_Exercise aim_. Reproduce the data, keeping every word exactly as it is.

Collected data:
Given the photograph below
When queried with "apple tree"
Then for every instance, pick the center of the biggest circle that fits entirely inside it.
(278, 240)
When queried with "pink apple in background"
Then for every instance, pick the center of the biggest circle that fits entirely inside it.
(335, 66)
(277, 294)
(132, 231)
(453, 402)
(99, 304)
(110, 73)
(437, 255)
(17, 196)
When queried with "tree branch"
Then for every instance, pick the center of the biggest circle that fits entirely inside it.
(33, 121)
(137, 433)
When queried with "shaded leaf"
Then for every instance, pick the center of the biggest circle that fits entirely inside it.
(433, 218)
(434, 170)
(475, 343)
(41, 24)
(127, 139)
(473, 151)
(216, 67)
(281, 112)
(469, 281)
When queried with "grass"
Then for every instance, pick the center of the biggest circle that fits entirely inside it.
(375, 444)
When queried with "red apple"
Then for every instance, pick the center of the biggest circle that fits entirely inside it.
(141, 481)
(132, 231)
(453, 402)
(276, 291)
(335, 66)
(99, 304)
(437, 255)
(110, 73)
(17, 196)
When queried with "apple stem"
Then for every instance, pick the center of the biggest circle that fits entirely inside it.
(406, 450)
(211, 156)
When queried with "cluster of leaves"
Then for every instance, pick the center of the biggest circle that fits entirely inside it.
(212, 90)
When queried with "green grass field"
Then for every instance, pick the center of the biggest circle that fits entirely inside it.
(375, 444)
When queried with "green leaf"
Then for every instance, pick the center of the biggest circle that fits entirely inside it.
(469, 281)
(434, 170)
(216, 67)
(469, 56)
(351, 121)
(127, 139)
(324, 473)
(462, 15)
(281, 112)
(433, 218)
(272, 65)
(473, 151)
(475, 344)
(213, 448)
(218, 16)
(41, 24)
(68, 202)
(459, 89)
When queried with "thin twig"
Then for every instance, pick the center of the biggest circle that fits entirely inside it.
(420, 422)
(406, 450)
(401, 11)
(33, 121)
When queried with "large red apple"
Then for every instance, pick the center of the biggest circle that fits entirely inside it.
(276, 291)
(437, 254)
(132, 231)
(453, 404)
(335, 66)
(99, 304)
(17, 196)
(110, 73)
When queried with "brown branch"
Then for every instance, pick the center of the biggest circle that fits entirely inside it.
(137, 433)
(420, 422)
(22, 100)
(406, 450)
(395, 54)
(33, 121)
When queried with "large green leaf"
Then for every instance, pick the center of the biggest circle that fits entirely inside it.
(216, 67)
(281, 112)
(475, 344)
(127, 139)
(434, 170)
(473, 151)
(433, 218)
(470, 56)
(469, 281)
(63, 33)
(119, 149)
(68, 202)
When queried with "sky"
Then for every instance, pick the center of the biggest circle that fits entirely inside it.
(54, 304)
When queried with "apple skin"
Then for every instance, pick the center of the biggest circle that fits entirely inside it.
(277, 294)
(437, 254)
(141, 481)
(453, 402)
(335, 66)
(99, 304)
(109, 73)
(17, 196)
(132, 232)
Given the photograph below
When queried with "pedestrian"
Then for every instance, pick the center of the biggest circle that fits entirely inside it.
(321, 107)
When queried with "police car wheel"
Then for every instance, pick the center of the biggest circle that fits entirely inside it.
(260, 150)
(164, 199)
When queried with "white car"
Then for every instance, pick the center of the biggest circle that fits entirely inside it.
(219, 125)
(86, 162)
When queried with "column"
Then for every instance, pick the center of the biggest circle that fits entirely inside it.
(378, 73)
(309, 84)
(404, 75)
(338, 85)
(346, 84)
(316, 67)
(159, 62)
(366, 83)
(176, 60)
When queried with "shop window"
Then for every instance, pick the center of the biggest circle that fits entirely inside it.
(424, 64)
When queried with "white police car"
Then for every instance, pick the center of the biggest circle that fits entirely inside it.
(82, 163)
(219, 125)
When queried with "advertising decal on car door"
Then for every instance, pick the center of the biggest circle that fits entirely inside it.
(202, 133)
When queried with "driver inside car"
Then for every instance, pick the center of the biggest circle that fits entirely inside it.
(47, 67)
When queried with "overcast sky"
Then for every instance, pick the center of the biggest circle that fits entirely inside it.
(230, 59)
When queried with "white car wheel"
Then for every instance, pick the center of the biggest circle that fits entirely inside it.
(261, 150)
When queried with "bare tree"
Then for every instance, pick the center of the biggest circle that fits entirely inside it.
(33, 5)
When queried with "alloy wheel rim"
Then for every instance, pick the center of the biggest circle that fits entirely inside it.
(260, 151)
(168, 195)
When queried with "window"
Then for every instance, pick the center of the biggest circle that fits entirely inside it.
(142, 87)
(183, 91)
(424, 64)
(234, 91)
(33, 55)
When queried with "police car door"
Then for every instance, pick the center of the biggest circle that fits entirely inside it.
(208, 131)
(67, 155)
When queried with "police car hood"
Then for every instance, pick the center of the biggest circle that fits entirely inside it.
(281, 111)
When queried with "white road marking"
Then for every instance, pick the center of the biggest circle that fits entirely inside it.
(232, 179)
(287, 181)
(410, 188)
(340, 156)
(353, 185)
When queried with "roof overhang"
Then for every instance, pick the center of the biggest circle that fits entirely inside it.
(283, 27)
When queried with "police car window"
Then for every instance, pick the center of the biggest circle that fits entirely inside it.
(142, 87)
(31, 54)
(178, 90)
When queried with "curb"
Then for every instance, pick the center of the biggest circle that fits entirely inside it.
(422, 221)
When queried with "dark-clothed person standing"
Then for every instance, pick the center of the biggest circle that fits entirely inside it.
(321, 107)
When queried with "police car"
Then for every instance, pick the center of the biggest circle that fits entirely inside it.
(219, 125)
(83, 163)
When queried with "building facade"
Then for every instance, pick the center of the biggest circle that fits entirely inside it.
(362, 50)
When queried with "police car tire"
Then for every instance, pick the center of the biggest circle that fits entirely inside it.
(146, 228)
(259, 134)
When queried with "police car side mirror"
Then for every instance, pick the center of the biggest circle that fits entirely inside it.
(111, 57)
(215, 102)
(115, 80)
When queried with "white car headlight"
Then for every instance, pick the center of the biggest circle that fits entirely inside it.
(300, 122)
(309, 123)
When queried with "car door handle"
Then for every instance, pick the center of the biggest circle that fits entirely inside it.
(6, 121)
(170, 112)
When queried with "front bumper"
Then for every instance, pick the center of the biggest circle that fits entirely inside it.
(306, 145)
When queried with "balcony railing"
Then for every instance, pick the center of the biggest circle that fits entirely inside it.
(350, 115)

_Result for this task_.
Given the photograph below
When queried with "apple tree"
Then for every instance, pick the center of the biggest circle that fits entirely inside it.
(278, 240)
When queried with "pink apple in background"
Then for every instance, pick the center of the biggest circle that fits entirely inside it.
(335, 66)
(277, 294)
(132, 231)
(453, 402)
(99, 304)
(110, 73)
(437, 255)
(17, 196)
When queried with "tree branch"
Then for every instance, pick the center of the biggest circle that fits entirely inside it.
(33, 121)
(137, 433)
When queried with "shaded leaf"
Then for every instance, pick the center of the biggest circle that fits entirely inside it.
(433, 218)
(434, 170)
(475, 343)
(41, 24)
(127, 139)
(473, 151)
(216, 67)
(281, 112)
(469, 281)
When queried with "grass"
Then for every instance, pick the center of the biggest circle that fits entirely inside it.
(375, 444)
When queried with "red apple"
Then for every instance, pick the center of the biggest circle that fits entirely inside it.
(141, 481)
(132, 231)
(453, 402)
(276, 291)
(335, 66)
(99, 304)
(437, 255)
(110, 73)
(17, 196)
When queried with "apple stem"
Then for every instance, pick the center of the biggest circle that fits entirely inside it.
(406, 450)
(211, 156)
When queried with "cluster of leaves"
Then for every instance, pick the center of the biggest circle that fits entirely inside it.
(212, 90)
When queried with "green grass field"
Then for every instance, pick the center of the biggest circle that fits entirely inside it.
(375, 444)
When queried with "green leaf"
Then for every instance, pick the center of the biggest circle that fits entirely inside it.
(469, 281)
(434, 170)
(216, 67)
(469, 56)
(351, 121)
(127, 139)
(324, 473)
(462, 15)
(281, 112)
(433, 218)
(272, 65)
(473, 151)
(475, 344)
(213, 448)
(218, 16)
(41, 24)
(68, 202)
(459, 89)
When queried with "thin twig"
Then for every instance, pick the center of the biggest circle that fits entirely inside it.
(420, 422)
(406, 450)
(401, 11)
(33, 121)
When queried with "large red apple"
Then for every instance, pick the center of the biggest circle that fits entirely inside it.
(276, 291)
(437, 254)
(132, 231)
(453, 404)
(335, 66)
(99, 304)
(17, 196)
(110, 73)
When queried with "brown branch"
Then for every instance, pick the center of the biggest circle that fits entirely inside it.
(137, 433)
(420, 422)
(22, 100)
(406, 450)
(395, 54)
(33, 121)
When queried with "large green leaf"
Then for every instance, pick the center of the biggest circle that fits entirely inside it.
(216, 67)
(281, 112)
(475, 344)
(127, 139)
(434, 170)
(473, 151)
(433, 218)
(470, 56)
(469, 281)
(63, 33)
(119, 149)
(68, 202)
When queried with "sky"
Then for every instance, pick the center of the biggest circle that fits entirely inside it.
(54, 304)
When queried with "apple skin"
Then for every instance, pick the center of the biggest circle that fits entirely inside it.
(277, 294)
(437, 254)
(141, 481)
(453, 402)
(335, 66)
(99, 304)
(109, 73)
(17, 196)
(132, 232)
Given the photograph below
When queried with "pedestrian"
Then for every instance, pick the center of the biggest circle that fits entirely inside it.
(321, 107)
When queried with "police car wheel"
Then for every instance, pick the center of the biggest circle that fits entirely inside it.
(260, 150)
(164, 199)
When queried with "white car"
Then for every instance, pick the center of the biggest circle that fits entirely inside it.
(219, 125)
(86, 162)
When queried with "column"
Then for every instance, pick the center of the biggest circle that fits entirely inside it.
(378, 73)
(309, 84)
(404, 75)
(338, 85)
(346, 84)
(316, 67)
(159, 62)
(366, 83)
(176, 60)
When queried with "shop window"
Then for every instance, pick the center of the biggest circle that fits entirely inside it.
(424, 64)
When queried with "white police car"
Then for every instance, pick the center of the biggest circle that fits entirely inside it.
(82, 163)
(219, 125)
When queried with "advertising decal on car door"
Then for every instance, pick the center of the biggest circle that fits entirely inside it.
(202, 133)
When queried with "driver inside car"
Then for every instance, pick the center of the biggest circle that fits entirely inside it.
(47, 67)
When queried with "overcast sky"
Then for every instance, pick the center of the biggest circle that fits entirely inside it.
(230, 59)
When queried with "white car wheel"
Then for every instance, pick the center of the biggest circle that fits entirely inside it.
(261, 150)
When queried with "bare tree"
Then for every instance, pick the center of the biggest circle that fits entirely inside it.
(33, 5)
When queried with "alloy wheel rim"
Then for every instance, pick the center of the biggest circle that fits entirely inside it.
(260, 151)
(168, 195)
When queried with "window"
Then for every instance, pick the center of the biggest circle that fits entirely inside it.
(142, 87)
(183, 91)
(424, 64)
(234, 91)
(33, 55)
When queried with "police car door"
Then for every instance, pick the center of the biggest circle that fits entirely inside it.
(208, 131)
(67, 155)
When queried with "police car hood"
Then for every instance, pick the center of the biggest circle that fits entirely inside it.
(281, 111)
When queried with "white road marking"
Then for every instance, pick the center of the biggest circle that fits entirely inside it.
(232, 179)
(287, 181)
(410, 188)
(340, 156)
(353, 185)
When queried with "roof overhang"
Then for every instance, pick the center of the biggest circle that fits entirely inside it.
(283, 27)
When queried with "police car window"
Then for every instance, pick the center of the biggest circle that fits entirely inside it.
(142, 87)
(31, 54)
(178, 90)
When queried with "curb"
Then for every instance, pick the center of the biggest circle that fits entirely inside it.
(422, 221)
When queried with "dark-clothed person standing"
Then for every instance, pick the center of the biggest circle that fits entirely inside it.
(321, 107)
When queried with "police car"
Then for every instance, pick the center of the biggest circle that fits entirely inside it.
(219, 125)
(83, 163)
When queried with "building facade"
Then for every instance, pick the center of the biggest circle that fits entirely inside it.
(362, 50)
When queried with "police car tire"
Then for every instance, pick the center of the biggest circle that fits entirely inside it.
(146, 228)
(259, 134)
When queried with "police car side mirror"
Then for every instance, pick the center of the biggest circle that fits entirely inside it.
(111, 57)
(215, 102)
(115, 80)
When queried with "white car headlight"
Then for every instance, pick the center of the biggest circle that fits entirely inside it.
(300, 122)
(309, 123)
When queried with "car door handle"
Then for every instance, pick the center of the biggest circle that fits entirely inside it.
(6, 121)
(170, 112)
When queried with "front bumper"
Then for every instance, pick the center of the biggest circle that fits entirely inside it.
(306, 145)
When queried with "balcony railing"
Then for every instance, pick the center of the biggest circle that fits entirely inside it.
(350, 115)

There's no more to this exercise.